* [The data]
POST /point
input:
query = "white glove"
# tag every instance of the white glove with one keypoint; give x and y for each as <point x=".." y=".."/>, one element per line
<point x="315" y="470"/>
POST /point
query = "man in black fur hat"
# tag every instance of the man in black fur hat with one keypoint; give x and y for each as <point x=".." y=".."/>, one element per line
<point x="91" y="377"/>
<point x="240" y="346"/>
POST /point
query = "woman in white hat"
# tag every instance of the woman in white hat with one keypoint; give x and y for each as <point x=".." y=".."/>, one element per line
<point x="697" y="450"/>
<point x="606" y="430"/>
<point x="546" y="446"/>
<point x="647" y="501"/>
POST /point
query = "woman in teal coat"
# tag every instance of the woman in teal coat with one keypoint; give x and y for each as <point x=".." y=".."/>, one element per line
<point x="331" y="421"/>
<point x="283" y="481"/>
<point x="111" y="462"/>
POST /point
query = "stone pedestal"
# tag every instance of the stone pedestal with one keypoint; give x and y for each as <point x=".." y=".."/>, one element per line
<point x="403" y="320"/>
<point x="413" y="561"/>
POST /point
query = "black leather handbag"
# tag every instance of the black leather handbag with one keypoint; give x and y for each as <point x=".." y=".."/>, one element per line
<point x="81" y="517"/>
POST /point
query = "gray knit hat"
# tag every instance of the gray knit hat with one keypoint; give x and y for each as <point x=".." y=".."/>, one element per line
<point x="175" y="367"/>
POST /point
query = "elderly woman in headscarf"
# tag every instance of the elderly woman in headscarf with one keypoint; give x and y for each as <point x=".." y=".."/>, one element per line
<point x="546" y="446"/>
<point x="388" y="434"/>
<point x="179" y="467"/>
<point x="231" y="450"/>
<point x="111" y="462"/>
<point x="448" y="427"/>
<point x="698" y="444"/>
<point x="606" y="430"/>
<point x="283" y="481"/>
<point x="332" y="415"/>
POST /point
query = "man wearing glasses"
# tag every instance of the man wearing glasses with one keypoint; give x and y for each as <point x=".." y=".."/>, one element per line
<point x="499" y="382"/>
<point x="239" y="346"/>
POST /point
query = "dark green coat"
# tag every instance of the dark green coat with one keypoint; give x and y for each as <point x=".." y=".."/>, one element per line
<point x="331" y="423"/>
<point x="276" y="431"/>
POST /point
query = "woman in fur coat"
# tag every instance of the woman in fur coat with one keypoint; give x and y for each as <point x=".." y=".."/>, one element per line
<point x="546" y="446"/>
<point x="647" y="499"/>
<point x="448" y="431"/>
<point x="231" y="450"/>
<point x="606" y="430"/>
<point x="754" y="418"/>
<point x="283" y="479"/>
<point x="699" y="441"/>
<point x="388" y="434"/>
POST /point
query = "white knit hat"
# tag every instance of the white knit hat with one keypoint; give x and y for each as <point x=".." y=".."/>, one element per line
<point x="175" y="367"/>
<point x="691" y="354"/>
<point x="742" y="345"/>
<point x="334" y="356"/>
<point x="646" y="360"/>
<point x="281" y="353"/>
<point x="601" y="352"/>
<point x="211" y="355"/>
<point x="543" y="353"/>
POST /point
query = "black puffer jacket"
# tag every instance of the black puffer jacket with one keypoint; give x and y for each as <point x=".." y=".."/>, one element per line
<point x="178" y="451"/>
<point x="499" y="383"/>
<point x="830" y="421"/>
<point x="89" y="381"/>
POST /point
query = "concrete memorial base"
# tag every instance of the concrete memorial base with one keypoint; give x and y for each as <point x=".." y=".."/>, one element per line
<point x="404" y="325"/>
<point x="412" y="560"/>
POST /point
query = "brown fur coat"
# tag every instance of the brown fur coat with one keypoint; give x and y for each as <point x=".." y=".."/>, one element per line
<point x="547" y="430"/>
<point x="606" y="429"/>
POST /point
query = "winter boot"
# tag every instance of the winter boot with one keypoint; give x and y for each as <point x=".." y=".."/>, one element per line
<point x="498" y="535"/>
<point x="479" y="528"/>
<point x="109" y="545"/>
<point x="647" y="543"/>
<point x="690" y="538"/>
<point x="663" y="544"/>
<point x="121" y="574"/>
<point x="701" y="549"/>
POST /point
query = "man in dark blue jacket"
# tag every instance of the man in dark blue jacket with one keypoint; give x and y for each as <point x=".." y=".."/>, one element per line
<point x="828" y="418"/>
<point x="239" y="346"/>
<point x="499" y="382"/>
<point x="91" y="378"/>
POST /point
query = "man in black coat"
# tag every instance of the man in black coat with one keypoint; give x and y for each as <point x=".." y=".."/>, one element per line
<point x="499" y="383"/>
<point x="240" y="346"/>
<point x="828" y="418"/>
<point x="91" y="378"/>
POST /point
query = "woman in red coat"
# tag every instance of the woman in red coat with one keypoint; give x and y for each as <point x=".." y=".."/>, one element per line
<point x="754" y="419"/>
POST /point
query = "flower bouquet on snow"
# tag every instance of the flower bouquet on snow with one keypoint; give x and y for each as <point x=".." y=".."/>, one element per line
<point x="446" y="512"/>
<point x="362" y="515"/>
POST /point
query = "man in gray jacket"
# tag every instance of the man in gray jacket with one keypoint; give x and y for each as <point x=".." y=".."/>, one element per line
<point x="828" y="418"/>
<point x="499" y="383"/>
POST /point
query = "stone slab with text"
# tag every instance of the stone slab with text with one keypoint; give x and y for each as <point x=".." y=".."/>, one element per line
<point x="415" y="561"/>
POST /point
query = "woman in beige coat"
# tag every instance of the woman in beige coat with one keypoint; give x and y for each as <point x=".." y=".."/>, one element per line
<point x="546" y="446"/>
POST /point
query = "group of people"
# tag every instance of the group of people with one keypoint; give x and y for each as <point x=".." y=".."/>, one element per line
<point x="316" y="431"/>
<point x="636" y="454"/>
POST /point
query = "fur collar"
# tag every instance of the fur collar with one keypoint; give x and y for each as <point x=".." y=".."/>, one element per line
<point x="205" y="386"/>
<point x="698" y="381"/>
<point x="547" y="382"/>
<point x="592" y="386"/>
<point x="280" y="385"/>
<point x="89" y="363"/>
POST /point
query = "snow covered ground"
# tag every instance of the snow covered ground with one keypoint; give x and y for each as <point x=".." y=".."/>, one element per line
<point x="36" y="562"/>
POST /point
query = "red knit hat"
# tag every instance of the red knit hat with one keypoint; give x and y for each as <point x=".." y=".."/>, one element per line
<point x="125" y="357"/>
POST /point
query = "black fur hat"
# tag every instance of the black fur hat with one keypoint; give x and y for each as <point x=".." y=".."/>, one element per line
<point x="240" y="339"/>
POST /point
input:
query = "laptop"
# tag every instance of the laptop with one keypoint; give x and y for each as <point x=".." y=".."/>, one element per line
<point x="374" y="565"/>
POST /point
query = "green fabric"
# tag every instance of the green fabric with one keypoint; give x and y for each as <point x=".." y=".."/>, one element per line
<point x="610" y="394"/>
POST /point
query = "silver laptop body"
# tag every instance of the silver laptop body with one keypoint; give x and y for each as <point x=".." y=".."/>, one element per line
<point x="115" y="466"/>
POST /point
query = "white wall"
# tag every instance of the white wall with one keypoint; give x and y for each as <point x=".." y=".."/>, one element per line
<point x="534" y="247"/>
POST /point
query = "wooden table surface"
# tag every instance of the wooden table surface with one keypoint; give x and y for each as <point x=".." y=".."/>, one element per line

* [Work required] Please count the lines in the rows above that contain the string "people", matching case exactly, and give only the number.

* [Output of the task] 2